┌─ DATASET RECORDS

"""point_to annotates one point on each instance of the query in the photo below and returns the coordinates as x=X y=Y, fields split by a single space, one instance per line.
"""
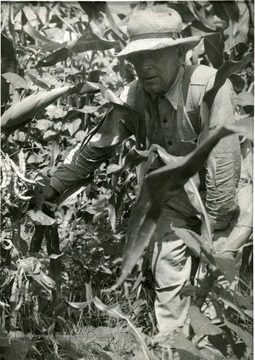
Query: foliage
x=59 y=78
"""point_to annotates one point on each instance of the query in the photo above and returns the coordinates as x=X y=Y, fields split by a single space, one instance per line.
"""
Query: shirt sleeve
x=224 y=165
x=117 y=125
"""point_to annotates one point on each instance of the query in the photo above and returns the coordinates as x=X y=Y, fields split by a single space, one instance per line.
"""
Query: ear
x=181 y=54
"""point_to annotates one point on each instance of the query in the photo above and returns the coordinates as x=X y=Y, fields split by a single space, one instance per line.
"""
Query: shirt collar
x=173 y=94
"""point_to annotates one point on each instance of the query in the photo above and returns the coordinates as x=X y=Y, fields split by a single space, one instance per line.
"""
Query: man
x=165 y=107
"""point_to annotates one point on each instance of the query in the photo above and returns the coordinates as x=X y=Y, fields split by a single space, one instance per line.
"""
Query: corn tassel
x=30 y=106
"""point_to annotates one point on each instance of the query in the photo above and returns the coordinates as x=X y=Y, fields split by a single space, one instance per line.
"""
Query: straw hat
x=154 y=28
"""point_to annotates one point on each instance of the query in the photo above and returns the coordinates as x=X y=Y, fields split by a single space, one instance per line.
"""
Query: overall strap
x=189 y=69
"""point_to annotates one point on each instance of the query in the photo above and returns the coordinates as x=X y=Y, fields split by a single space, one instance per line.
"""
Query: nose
x=144 y=62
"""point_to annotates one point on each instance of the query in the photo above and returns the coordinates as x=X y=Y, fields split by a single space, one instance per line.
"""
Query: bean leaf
x=53 y=58
x=39 y=218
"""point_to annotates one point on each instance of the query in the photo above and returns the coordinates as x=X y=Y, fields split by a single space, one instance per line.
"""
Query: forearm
x=85 y=160
x=224 y=164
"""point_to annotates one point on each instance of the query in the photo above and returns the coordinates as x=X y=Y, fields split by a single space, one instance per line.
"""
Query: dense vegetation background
x=59 y=77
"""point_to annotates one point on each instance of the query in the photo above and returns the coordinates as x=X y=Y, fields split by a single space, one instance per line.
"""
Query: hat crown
x=154 y=20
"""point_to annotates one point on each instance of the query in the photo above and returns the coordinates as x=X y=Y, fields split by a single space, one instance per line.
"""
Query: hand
x=50 y=194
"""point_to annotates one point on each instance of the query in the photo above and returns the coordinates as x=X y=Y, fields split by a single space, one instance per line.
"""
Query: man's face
x=157 y=69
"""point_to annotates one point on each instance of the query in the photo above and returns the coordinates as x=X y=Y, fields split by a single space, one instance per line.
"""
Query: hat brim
x=156 y=44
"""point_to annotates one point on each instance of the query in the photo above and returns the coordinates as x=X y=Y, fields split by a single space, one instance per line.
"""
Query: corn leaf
x=214 y=48
x=228 y=68
x=243 y=333
x=117 y=313
x=90 y=41
x=201 y=324
x=17 y=81
x=159 y=183
x=186 y=349
x=53 y=58
x=39 y=218
x=24 y=110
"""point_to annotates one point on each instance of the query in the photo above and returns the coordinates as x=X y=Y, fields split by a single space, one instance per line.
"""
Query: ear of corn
x=30 y=106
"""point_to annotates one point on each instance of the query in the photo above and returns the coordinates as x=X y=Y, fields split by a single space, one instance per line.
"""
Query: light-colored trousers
x=171 y=263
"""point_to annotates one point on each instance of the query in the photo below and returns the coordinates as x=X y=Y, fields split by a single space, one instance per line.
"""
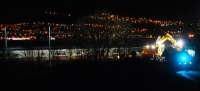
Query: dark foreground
x=94 y=76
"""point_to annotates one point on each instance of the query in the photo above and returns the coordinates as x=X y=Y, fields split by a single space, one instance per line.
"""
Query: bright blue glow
x=184 y=58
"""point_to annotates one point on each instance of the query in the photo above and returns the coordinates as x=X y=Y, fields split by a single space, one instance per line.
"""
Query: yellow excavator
x=157 y=49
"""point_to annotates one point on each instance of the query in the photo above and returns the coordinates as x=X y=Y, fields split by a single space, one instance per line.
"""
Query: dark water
x=94 y=76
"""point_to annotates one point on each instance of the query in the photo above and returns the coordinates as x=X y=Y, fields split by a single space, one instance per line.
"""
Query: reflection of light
x=188 y=74
x=147 y=46
x=191 y=35
x=153 y=46
x=118 y=57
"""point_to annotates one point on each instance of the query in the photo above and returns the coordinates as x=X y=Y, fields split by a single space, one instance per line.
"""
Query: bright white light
x=180 y=43
x=183 y=58
x=191 y=52
x=153 y=46
x=147 y=46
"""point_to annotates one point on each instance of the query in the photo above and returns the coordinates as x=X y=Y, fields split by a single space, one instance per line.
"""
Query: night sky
x=152 y=8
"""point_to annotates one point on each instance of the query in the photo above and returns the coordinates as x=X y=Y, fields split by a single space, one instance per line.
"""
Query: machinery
x=156 y=50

└─

### WHAT IS EXPECTED
If an entry contains an image, print the rest of that entry exactly and leave the image out.

### ANSWER TO THIS PROBLEM
"""point_to annotates one point on each instance of the query in the photo below and returns the coordinates as x=X y=Y, fields split by a single space, one instance per line.
"""
Query: foliage
x=59 y=78
"""point_to annotates one point on each instance of the query in the photo above and returns the coordinates as x=X y=Y, fields split by a single space, one instance per line.
"""
Query: shirt sleeve
x=224 y=165
x=117 y=125
"""point_to annotates one point on each instance of the query in the photo above and returns the coordinates as x=X y=Y, fields split by a single space, one instance per line.
"""
Query: ear
x=181 y=54
"""point_to annotates one point on each instance of the query in the photo above and returns the coordinates as x=X y=Y, fields split by a single space, one instance per line.
"""
Query: shirt collar
x=173 y=94
"""point_to annotates one point on each instance of the query in the photo above and returns the coordinates as x=X y=Y, fields split by a single space, one instance per line.
"""
Query: man
x=165 y=107
"""point_to annotates one point on each instance of the query in the photo above and returns the coordinates as x=X y=Y, fields split by a single space, one instance per line.
"""
Query: corn tassel
x=30 y=106
"""point_to annotates one point on each instance of the query in the photo above and returns the coordinates as x=X y=Y, fields split by a single space, one instance per line.
"""
Query: straw hat
x=154 y=28
"""point_to annotates one point on each instance of the query in the photo above and returns the coordinates as x=X y=Y, fields split by a single space, one instance per line.
"""
Query: overall strap
x=189 y=69
"""point_to annotates one point on each instance of the query in the photo above and returns the coordinates as x=X y=Y, fields split by a single space, one instance per line.
"""
Query: nose
x=144 y=62
"""point_to annotates one point on each instance of the query in the photo above and returns the coordinates as x=X y=Y, fields split by a single space, one instance per line.
"""
Query: bean leaf
x=53 y=58
x=39 y=218
"""point_to annotates one point on each instance of the query in the photo above and returns the coordinates as x=X y=Y, fields split by a single space, one instance per line.
"""
Query: forearm
x=85 y=160
x=224 y=164
"""point_to annotates one point on each instance of the query in the photo above and returns the coordinates as x=X y=Y, fields split by a single space, one instance per line.
"""
Query: dense vegetation background
x=59 y=77
"""point_to annotates one point on each instance of the query in the photo above and returns the coordinates as x=X y=Y, fields split by a single space, one instance per line.
"""
Query: hat crown
x=154 y=20
"""point_to annotates one point on each instance of the query in the photo above and returns the coordinates as x=X y=Y, fields split by a single space, one instance per line.
"""
Query: hand
x=50 y=194
"""point_to annotates one point on each instance of the query in the photo above and returns the coordinates as x=X y=Y, fields split by a single space, one instance per line.
"""
Query: man's face
x=157 y=69
"""point_to annotates one point on each instance of the query in the photo above and returns the coordinates as x=X y=Y, fields split by a single space, one instance per line.
"""
Query: hat brim
x=156 y=44
"""point_to annotates one point on each instance of the query in the photo above and returns the coordinates as x=X y=Y, fields split by a single space, one instance per line.
"""
Query: corn leaf
x=214 y=48
x=228 y=68
x=243 y=333
x=117 y=313
x=90 y=41
x=201 y=324
x=17 y=81
x=159 y=183
x=186 y=349
x=53 y=58
x=39 y=218
x=24 y=110
"""point_to annotates one point on each instance of the query in the photo above and returns the coordinates as x=X y=Y, fields split by a single space, one instance per line.
"""
Query: ear of corn
x=30 y=106
"""point_to annotates one point on each instance of the query in the photo above and returns the coordinates as x=X y=Y, fields split by a single space, one instance per line.
"""
Query: light-colored trousers
x=171 y=263
"""point_to annotates one point on each instance of the query in the photo below and returns the coordinates as x=X y=Y, fields split by a single space, one instance per line.
"""
Query: dark foreground
x=94 y=76
"""point_to annotates one point on each instance of the query in the photo above and returns the coordinates as x=X y=Y, fields split by a single space, one instance per line.
"""
Query: bright blue glow
x=184 y=58
"""point_to annotates one point on each instance of the query in the photo above and returns the coordinates as x=X y=Y, fields split by a single space, one instance per line.
"""
Query: yellow excavator
x=157 y=49
"""point_to annotates one point on each instance of the query in the photo above and returns the coordinates as x=X y=Y, fields split by a single space, one instance per line.
"""
Query: dark water
x=94 y=76
"""point_to annotates one point on each instance of the query in the photo above and returns the coordinates as x=X y=Y, fields split by a single space, one instance per line.
"""
Query: reflection of light
x=188 y=74
x=147 y=46
x=191 y=35
x=153 y=46
x=118 y=57
"""point_to annotates one point on each instance of the query in the photo above and returns the coordinates as x=X y=Y, fields split by a single space, one instance per line.
"""
Query: bright white light
x=180 y=43
x=183 y=58
x=191 y=52
x=153 y=46
x=147 y=46
"""point_to annotates one point on each instance of the query in the photo above and returns the coordinates as x=X y=Y, fields split by a single space, one instance per line.
"""
Query: night sky
x=152 y=8
"""point_to annotates one point on each instance of the query in the photo above and returns the coordinates as x=X y=Y, fields split by a single space, one instance per line.
"""
Query: machinery
x=156 y=50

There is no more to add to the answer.